Start of Available records

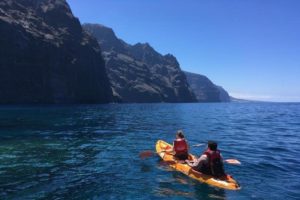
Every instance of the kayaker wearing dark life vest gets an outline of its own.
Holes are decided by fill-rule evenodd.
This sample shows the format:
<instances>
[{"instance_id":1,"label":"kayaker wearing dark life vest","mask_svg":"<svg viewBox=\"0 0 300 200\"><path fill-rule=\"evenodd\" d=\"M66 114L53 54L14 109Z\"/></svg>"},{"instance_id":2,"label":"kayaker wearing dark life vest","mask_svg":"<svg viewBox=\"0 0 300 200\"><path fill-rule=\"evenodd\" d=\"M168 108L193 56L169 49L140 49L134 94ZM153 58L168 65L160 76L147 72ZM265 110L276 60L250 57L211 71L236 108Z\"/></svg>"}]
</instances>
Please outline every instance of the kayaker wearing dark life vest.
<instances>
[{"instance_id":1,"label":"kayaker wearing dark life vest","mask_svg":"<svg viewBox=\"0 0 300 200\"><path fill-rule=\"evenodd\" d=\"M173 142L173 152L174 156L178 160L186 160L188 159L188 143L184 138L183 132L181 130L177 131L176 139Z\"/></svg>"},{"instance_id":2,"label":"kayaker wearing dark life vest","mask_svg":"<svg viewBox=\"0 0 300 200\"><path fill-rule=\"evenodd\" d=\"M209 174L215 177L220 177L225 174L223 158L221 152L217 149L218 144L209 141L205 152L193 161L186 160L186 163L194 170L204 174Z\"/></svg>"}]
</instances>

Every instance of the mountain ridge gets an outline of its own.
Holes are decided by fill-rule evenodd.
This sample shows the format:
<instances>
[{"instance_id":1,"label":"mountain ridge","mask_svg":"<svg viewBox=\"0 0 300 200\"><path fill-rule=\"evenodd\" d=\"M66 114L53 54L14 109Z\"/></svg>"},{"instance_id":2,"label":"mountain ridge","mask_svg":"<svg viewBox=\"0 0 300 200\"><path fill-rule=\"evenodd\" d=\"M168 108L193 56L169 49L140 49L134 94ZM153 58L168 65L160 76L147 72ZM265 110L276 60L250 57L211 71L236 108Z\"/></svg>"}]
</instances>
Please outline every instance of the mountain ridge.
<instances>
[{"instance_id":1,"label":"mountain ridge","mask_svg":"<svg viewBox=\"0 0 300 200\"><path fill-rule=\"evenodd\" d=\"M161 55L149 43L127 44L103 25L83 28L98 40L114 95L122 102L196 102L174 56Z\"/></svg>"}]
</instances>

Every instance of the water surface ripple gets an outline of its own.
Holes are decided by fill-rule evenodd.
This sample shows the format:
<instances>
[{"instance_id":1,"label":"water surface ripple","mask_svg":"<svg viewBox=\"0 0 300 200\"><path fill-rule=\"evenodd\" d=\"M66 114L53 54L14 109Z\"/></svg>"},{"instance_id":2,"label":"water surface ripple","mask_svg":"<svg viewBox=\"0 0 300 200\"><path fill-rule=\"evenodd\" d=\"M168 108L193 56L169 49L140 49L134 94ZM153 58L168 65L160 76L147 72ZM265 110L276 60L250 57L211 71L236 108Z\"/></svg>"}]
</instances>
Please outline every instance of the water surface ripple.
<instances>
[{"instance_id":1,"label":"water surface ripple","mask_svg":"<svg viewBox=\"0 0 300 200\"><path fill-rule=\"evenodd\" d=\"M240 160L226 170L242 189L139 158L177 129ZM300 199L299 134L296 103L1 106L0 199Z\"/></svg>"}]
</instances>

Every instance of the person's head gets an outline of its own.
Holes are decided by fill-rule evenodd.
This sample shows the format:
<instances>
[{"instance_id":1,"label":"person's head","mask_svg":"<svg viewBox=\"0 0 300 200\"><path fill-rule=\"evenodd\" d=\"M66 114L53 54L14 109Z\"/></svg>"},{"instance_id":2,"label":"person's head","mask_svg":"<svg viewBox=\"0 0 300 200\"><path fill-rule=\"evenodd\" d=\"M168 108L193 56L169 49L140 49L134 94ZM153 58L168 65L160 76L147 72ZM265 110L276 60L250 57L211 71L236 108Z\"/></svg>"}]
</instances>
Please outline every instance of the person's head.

End of Available records
Start of Available records

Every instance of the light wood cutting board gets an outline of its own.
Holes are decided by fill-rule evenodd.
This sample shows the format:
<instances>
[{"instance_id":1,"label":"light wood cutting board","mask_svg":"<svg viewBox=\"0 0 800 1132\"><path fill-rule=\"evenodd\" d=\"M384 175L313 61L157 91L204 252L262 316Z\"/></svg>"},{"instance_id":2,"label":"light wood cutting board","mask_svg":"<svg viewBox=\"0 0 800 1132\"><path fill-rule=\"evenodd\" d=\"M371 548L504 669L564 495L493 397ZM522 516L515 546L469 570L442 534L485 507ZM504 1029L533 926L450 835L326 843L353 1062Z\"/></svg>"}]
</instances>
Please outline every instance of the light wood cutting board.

End of Available records

▶ **Task to carry out**:
Spot every line in the entries that includes the word "head", and copy each one out.

▶ **Solution to the exercise**:
Every instance of the person's head gets an outline of its own.
[{"instance_id":1,"label":"person's head","mask_svg":"<svg viewBox=\"0 0 300 200\"><path fill-rule=\"evenodd\" d=\"M66 114L53 54L14 109Z\"/></svg>"},{"instance_id":2,"label":"person's head","mask_svg":"<svg viewBox=\"0 0 300 200\"><path fill-rule=\"evenodd\" d=\"M168 108L193 56L169 49L140 49L134 94ZM153 58L168 65L160 76L147 72ZM265 110L276 60L250 57L211 71L236 108Z\"/></svg>"}]
Please outline every instance of the person's head.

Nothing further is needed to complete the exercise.